Stored records:
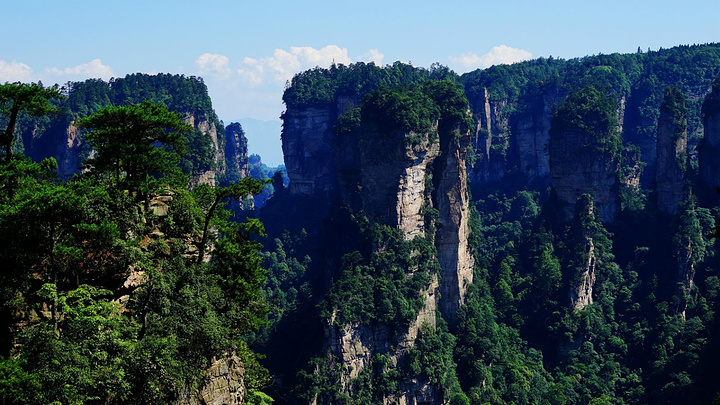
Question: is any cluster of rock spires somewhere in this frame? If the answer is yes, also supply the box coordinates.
[282,90,474,404]
[14,60,720,404]
[282,72,720,403]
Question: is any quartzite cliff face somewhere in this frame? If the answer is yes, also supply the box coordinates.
[282,83,473,404]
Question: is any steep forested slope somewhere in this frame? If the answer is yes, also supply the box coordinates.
[261,44,720,404]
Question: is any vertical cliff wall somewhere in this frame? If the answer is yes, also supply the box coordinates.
[655,88,688,214]
[282,82,474,404]
[433,122,474,325]
[225,122,250,183]
[18,74,226,185]
[698,79,720,187]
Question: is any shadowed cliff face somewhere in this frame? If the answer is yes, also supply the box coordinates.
[655,88,687,214]
[282,82,474,403]
[698,80,720,187]
[225,122,250,183]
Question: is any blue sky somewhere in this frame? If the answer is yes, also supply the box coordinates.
[0,0,720,164]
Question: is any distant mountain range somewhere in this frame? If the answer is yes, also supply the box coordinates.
[227,118,284,167]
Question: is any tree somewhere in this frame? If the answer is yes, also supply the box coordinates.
[77,101,192,197]
[0,83,62,162]
[195,177,267,263]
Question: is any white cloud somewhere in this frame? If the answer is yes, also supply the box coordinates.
[195,52,232,76]
[236,45,352,86]
[449,45,532,73]
[0,60,33,83]
[45,59,115,82]
[195,45,384,120]
[357,49,385,66]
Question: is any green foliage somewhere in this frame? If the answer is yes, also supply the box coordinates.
[0,99,272,404]
[552,87,618,140]
[322,225,439,327]
[0,83,61,163]
[361,87,440,135]
[77,101,191,194]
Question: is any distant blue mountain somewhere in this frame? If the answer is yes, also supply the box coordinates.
[232,118,285,167]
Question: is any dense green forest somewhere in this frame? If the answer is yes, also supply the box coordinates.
[0,44,720,405]
[0,81,269,404]
[261,44,720,404]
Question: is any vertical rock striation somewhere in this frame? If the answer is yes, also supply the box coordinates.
[282,104,337,197]
[698,79,720,187]
[433,124,475,325]
[655,88,687,214]
[225,122,250,183]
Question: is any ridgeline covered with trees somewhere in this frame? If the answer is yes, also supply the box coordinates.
[0,44,720,405]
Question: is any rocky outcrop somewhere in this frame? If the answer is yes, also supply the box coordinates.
[282,83,474,404]
[175,354,247,405]
[359,128,440,240]
[550,126,619,222]
[570,194,597,310]
[325,277,440,405]
[183,114,225,187]
[698,79,720,187]
[513,90,564,184]
[225,122,250,183]
[570,237,595,310]
[470,88,510,183]
[433,124,475,325]
[282,105,337,198]
[655,88,688,214]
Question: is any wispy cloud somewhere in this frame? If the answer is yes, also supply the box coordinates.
[449,45,532,73]
[0,59,115,85]
[195,45,385,119]
[195,52,232,76]
[236,45,352,86]
[0,60,33,83]
[45,59,115,81]
[356,49,385,66]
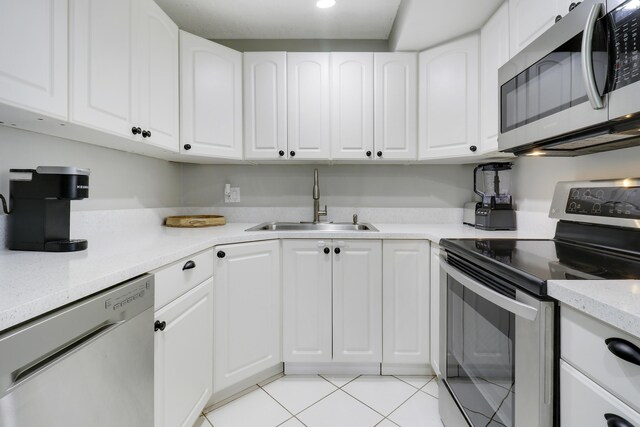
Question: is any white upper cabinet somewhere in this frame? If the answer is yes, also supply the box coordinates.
[287,53,331,160]
[331,52,373,160]
[69,0,136,140]
[509,0,568,57]
[180,31,242,159]
[333,240,382,363]
[69,0,179,152]
[372,52,418,160]
[419,34,479,160]
[480,2,509,153]
[243,52,289,160]
[0,0,67,121]
[136,0,180,152]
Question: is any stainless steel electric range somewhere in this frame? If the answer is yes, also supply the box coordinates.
[439,179,640,427]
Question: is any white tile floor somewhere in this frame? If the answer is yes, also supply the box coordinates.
[196,375,442,427]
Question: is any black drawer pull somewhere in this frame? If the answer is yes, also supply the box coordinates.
[153,320,167,332]
[604,414,635,427]
[604,338,640,366]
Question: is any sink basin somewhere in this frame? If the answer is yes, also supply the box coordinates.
[245,222,378,231]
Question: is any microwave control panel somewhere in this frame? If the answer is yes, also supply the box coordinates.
[565,187,640,219]
[607,0,640,90]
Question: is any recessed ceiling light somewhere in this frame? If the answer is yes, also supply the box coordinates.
[316,0,336,9]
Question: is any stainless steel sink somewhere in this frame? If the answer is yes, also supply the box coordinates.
[245,222,378,231]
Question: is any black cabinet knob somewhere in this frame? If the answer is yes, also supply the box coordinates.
[153,320,167,332]
[604,338,640,366]
[604,414,634,427]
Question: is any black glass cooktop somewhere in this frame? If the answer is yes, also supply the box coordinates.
[440,239,640,295]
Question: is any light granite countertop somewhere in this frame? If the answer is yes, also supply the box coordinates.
[0,222,551,331]
[547,280,640,338]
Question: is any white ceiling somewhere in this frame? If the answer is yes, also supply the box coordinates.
[156,0,400,40]
[156,0,503,51]
[389,0,504,51]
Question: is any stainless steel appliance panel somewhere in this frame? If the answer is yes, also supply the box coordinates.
[0,276,154,427]
[439,257,554,427]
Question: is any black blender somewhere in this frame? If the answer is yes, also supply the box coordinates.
[473,163,516,230]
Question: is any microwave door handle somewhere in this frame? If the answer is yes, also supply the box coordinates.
[581,3,604,110]
[440,255,538,322]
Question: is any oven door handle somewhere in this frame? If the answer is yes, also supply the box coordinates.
[440,255,538,322]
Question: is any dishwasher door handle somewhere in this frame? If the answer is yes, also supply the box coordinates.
[9,320,124,397]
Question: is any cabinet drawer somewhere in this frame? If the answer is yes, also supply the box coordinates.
[153,249,213,310]
[560,306,640,412]
[560,360,640,427]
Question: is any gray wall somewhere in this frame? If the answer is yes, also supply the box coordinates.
[183,165,472,207]
[0,126,181,210]
[513,147,640,212]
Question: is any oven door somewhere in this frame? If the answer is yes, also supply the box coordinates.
[439,257,554,427]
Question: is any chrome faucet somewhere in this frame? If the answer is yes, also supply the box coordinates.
[313,169,327,224]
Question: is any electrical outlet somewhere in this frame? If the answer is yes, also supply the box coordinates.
[224,187,240,203]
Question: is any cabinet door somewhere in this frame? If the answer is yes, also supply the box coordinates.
[480,2,509,153]
[332,240,382,363]
[154,279,213,427]
[0,0,67,120]
[213,240,281,393]
[374,52,418,160]
[282,239,332,363]
[180,31,242,159]
[419,35,479,160]
[509,0,559,57]
[136,0,180,152]
[382,240,430,365]
[331,52,373,160]
[69,0,142,140]
[243,52,289,160]
[287,53,331,160]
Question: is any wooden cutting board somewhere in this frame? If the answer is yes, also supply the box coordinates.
[164,215,227,228]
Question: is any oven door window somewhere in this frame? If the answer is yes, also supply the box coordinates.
[446,277,515,426]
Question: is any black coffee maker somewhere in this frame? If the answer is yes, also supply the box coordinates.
[473,163,516,230]
[3,166,90,252]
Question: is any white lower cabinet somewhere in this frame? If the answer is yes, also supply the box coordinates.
[210,240,281,393]
[282,240,382,363]
[154,279,213,427]
[382,240,430,365]
[560,360,640,427]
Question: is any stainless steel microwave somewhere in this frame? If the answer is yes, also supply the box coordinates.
[498,0,640,156]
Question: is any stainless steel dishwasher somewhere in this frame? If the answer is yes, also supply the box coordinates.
[0,275,154,427]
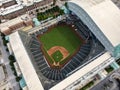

What the task requires: Copy the records from the line that contains "Question: is any stainless steel dishwasher" through the end of the records, requests included, and raise every box coordinate in the answers by 92. Leave the pictures out.

Result of this exercise:
Question: is any stainless steel dishwasher somewhere in this frame? If the answer is yes, also supply the box coordinates.
[92,367,246,519]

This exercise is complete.